ACTIVITIES:
A. What genre does the author of the guest post on frontier faith say she writes?
B. Repeat word for word the stretch of the guest post on frontier faith from "Somewhere between barns" through "often without applause.".
C. Go on with the guest post on frontier faith, picking up after its final sentence.
Start of DOCUMENT SECTION
Monday, April 6, 2026

On the Frontier

Faith, belonging, and the courage to stay when leaving would be easier

Guest Post by Heidi Gray McGill

About the Author

If you had asked me before the 2020 lockdown where I would spend my days, I would not have said late-1800s Missouri. I certainly would not have guessed I would feel so at home among frontier families shaped by hard labor, deep convictions, and the daily work of holding one another together when life offers no simple answers.

And yet, here I am.

Somewhere between barns and kitchen tables, sickrooms and fence lines, I found a world that feels familiar in all the ways that matter. The frontier was a place where people worked until they finished the job, said what they meant, and trusted God whether or not the trail ahead was easy. Faith was not something you explained. It was something you lived, often quietly, often without applause.

I write Christian historical fiction because I believe the strongest faith stories are rarely tidy. They are not polished sermons. They are lived out in ordinary places by people who keep showing up, even when it costs them something. Stories have always been one of God’s favorite ways to remind me who He is and who we are becoming, usually one hard-earned step at a time.


About Keeper of My Heart

Jimmy Reeves heads west and completely out of his comfort zone.
End of DOCUMENT SECTION
Start of SUPPLIED RECORDS
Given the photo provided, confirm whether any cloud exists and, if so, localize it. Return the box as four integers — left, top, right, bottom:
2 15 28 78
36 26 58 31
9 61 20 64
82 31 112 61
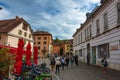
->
0 0 100 39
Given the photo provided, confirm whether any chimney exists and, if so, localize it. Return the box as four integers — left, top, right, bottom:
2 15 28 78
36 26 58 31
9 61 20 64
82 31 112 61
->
16 16 19 21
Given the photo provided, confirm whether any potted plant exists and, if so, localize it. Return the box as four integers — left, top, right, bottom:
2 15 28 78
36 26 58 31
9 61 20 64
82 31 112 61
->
0 48 14 80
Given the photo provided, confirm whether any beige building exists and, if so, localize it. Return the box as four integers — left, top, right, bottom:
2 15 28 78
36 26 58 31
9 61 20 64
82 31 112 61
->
33 31 52 57
0 16 33 48
73 0 120 70
62 39 73 54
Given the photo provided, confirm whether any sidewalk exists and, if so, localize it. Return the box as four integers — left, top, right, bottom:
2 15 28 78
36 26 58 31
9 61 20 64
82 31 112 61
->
56 63 120 80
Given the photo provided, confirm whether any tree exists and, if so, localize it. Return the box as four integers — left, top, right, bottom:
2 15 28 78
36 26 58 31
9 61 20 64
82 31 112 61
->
0 48 14 80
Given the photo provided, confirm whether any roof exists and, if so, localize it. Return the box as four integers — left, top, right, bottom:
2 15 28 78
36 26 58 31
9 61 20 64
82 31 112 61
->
0 16 29 33
33 30 51 35
72 0 114 37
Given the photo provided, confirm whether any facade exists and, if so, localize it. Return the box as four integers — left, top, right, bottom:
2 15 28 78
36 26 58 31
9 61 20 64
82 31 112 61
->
33 31 52 57
62 39 73 54
73 0 120 70
52 43 61 55
0 16 33 48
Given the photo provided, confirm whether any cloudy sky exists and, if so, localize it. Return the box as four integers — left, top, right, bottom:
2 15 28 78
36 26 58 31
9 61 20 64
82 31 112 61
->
0 0 100 39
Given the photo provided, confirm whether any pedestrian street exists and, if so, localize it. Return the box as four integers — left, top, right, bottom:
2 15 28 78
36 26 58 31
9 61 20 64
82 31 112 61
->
56 63 120 80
End of SUPPLIED RECORDS
ANSWERS FOR THIS EXERCISE:
A. Christian historical fiction

B.
Somewhere between barns and kitchen tables, sickrooms and fence lines, I found a world that feels familiar in all the ways that matter. The frontier was a place where people worked until they finished the job, said what they meant, and trusted God whether or not the trail ahead was easy. Faith was not something you explained. It was something you lived, often quietly, often without applause.

C.
A trained pharmacist from the East, he arrives in post–Civil War Missouri with intention, not certainty. He wants to learn from Robin Manning’s Arapaho knowledge, to understand healing that cannot be found in bottles or textbooks, and to figure out whether faith can be practiced instead of merely studied. Jimmy is thoughtful, reserved, and deeply uncomfortable with chaos, which makes the frontier a challenging classroom.

Cecelia Shankel has never questioned where she belongs.

She was raised strong, shaped by land that demands work and by people who rely on her steadiness. Cecelia does not become capable through crisis; she was formed that way from the start. Strength, to her, is not something to explain or defend. It is simply how the day gets finished.

When grief, responsibility, and an unexpected affection draw Jimmy and Cecelia together, neither is looking for romance. What they find instead is something quieter and more demanding. Trust built through presence. Love proven through action. And the slow realization that sometimes God’s calling is not about escape, but about choosing to stay.

Keeper of My Heart is a slow-burn Christian historical romance featuring an opposites-attract pairing, an emotionally wounded hero, a capable frontier heroine, found family, and the quiet tension that grows when two people learn to carry responsibility together.

The Heart of the Story

Jimmy’s journey is about learning to stand when everything in him wants order and certainty. Cecelia’s is about learning that strength does not mean standing alone. Together, they discover that God often works through ordinary people who simply refuse to walk away from what has been entrusted to them.

For readers who believe God still meets us in the middle of work, weariness, and unanswered questions, this story offers a reminder. You are not late. You are not alone. And faithfulness still matters.

A Final Word

If you enjoy stories where faith shows up in the ordinary work of living, I hope Keeper of My Heart feels like the end of a long day on the porch, when the noise settles, the light fades, and something steady asks you to stay a while longer and listen.